**Task requirements**
Copy out the data below verbatim.

╭─ Dataset excerpts

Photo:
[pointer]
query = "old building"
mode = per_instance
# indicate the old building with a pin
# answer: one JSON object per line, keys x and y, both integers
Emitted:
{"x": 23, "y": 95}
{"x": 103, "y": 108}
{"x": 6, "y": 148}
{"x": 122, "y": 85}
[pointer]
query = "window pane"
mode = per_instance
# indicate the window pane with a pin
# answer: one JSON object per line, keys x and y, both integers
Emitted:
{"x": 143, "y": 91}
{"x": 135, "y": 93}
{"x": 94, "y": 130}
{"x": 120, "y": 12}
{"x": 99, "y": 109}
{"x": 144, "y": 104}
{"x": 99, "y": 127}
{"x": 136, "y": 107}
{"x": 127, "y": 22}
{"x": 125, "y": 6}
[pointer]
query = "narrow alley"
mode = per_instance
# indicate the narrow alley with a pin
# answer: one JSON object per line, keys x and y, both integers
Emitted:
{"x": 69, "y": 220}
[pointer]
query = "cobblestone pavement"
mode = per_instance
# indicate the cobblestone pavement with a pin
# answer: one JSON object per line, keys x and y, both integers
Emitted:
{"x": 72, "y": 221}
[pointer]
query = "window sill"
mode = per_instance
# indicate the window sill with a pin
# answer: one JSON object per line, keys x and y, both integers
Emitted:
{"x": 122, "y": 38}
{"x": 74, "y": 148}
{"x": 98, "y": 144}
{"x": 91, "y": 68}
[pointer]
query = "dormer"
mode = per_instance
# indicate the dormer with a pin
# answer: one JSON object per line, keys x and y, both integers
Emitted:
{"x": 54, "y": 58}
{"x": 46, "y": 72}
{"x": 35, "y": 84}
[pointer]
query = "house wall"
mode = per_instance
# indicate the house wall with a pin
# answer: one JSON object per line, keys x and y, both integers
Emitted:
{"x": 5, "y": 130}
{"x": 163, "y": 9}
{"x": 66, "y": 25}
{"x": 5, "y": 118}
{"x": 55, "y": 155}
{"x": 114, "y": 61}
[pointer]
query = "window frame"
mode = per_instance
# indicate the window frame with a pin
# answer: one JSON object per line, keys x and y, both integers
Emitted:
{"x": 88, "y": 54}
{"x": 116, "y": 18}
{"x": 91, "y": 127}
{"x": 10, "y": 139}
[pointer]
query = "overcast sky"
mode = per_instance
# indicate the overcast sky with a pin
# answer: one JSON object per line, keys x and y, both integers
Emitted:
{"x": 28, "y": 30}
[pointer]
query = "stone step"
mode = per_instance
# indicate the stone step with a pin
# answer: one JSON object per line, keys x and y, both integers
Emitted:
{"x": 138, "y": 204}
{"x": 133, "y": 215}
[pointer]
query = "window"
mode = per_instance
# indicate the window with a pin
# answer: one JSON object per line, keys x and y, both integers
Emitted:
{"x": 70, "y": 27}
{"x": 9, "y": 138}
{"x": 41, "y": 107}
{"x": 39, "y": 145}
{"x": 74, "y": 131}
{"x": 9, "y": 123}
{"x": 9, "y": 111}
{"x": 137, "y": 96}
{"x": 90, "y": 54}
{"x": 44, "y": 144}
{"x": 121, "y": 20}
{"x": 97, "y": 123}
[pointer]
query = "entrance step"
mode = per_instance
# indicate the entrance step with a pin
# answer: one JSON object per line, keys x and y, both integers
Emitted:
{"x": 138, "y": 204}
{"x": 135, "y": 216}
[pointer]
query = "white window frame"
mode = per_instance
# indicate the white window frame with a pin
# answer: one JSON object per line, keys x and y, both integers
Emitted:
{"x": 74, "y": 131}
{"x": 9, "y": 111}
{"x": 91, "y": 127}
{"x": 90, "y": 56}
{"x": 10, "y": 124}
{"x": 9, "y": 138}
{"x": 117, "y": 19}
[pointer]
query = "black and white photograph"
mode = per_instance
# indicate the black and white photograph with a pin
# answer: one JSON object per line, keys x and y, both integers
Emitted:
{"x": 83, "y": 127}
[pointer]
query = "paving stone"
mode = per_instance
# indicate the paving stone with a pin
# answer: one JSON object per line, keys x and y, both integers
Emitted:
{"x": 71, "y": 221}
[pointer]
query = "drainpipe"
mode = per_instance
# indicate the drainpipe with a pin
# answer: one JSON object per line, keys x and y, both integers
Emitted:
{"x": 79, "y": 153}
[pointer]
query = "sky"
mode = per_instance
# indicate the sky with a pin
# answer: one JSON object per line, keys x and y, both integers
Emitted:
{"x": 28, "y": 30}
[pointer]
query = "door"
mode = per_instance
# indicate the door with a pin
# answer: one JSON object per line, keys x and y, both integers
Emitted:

╰─

**Final result**
Photo:
[pointer]
query = "old building"
mode = per_instance
# indicate the old building with a pin
# answer: one JSON object per line, keys x and y, both integers
Emitted:
{"x": 23, "y": 95}
{"x": 103, "y": 108}
{"x": 6, "y": 148}
{"x": 122, "y": 85}
[pointer]
query = "window pane"
mode = per_instance
# indicate the window pane with a pin
# answer: one JSON object per line, keys x and y, both integers
Emitted:
{"x": 143, "y": 91}
{"x": 135, "y": 93}
{"x": 94, "y": 130}
{"x": 120, "y": 12}
{"x": 99, "y": 109}
{"x": 144, "y": 104}
{"x": 99, "y": 127}
{"x": 136, "y": 107}
{"x": 127, "y": 22}
{"x": 125, "y": 6}
[pointer]
query = "narrow alley"
mode = per_instance
# indicate the narrow alley with a pin
# answer: one JSON object per line, keys x and y, both integers
Emitted:
{"x": 69, "y": 220}
[pointer]
query = "cobblestone pavement"
mode = per_instance
# indicate the cobblestone pavement with a pin
# answer: one JSON object per line, keys x and y, both integers
Emitted:
{"x": 72, "y": 221}
[pointer]
query = "window sill"
mode = per_instance
# indicate the window sill with a pin
# answer: one JSON object per line, keys x and y, both integers
Emitted:
{"x": 122, "y": 38}
{"x": 74, "y": 148}
{"x": 98, "y": 144}
{"x": 91, "y": 68}
[pointer]
query = "dormer"
mode = per_instance
# indicate the dormer with a pin
# answer: one JSON object per line, keys x and y, both integers
Emitted:
{"x": 54, "y": 58}
{"x": 46, "y": 72}
{"x": 35, "y": 84}
[pointer]
query = "house wall"
mode = per_instance
# indicate the house wall with a pin
# answer: one JSON object per line, keys x and y, both integers
Emitted:
{"x": 5, "y": 130}
{"x": 163, "y": 9}
{"x": 66, "y": 25}
{"x": 5, "y": 118}
{"x": 55, "y": 155}
{"x": 114, "y": 61}
[pointer]
query = "window frame"
mode = per_instance
# indicate the window frame with a pin
# answer: one JSON object per line, keys x and y, both integers
Emitted:
{"x": 88, "y": 54}
{"x": 116, "y": 18}
{"x": 91, "y": 127}
{"x": 10, "y": 139}
[pointer]
query = "overcast sky"
mode = per_instance
# indicate the overcast sky with a pin
# answer: one JSON object per line, keys x and y, both integers
Emitted:
{"x": 28, "y": 30}
[pointer]
query = "stone step"
mode = per_instance
# indicate the stone step with a pin
# answer: one JSON object per line, keys x and y, both integers
Emitted:
{"x": 138, "y": 204}
{"x": 133, "y": 215}
[pointer]
query = "window"
mode = per_instance
# indicate the window with a pin
# answer: one JSON object per line, keys x and y, both integers
Emitted:
{"x": 70, "y": 27}
{"x": 9, "y": 138}
{"x": 41, "y": 107}
{"x": 39, "y": 145}
{"x": 74, "y": 131}
{"x": 9, "y": 123}
{"x": 9, "y": 111}
{"x": 137, "y": 96}
{"x": 90, "y": 54}
{"x": 44, "y": 144}
{"x": 121, "y": 20}
{"x": 97, "y": 123}
[pointer]
query = "entrance step"
mode = per_instance
# indicate the entrance step with a pin
# answer: one JSON object per line, keys x and y, both integers
Emitted:
{"x": 138, "y": 204}
{"x": 135, "y": 216}
[pointer]
query = "white window frame"
mode = per_instance
# indicate the white window frame with a pin
# answer: one JSON object per line, keys x and y, both integers
Emitted:
{"x": 74, "y": 131}
{"x": 9, "y": 111}
{"x": 91, "y": 127}
{"x": 90, "y": 56}
{"x": 10, "y": 124}
{"x": 9, "y": 138}
{"x": 117, "y": 19}
[pointer]
query = "black and white photograph"
mode = per_instance
# indicate the black and white photograph with a pin
# answer: one JSON object per line, keys x and y, both integers
Emitted:
{"x": 83, "y": 127}
[pointer]
query = "paving stone"
mode = per_instance
# indicate the paving stone with a pin
# answer: one JSON object per line, keys x and y, both integers
Emitted:
{"x": 71, "y": 221}
[pointer]
query = "drainpipe"
mode = per_instance
# indicate the drainpipe with a pin
# answer: one JSON object per line, keys x and y, both integers
Emitted:
{"x": 79, "y": 153}
[pointer]
query = "sky"
mode = per_instance
# indicate the sky with a pin
# answer: one JSON object per line, keys x and y, both integers
Emitted:
{"x": 28, "y": 30}
[pointer]
query = "door"
mode = per_instance
# indicate the door with a pin
# answer: one JSON object per line, keys x and y, both integers
Emitted:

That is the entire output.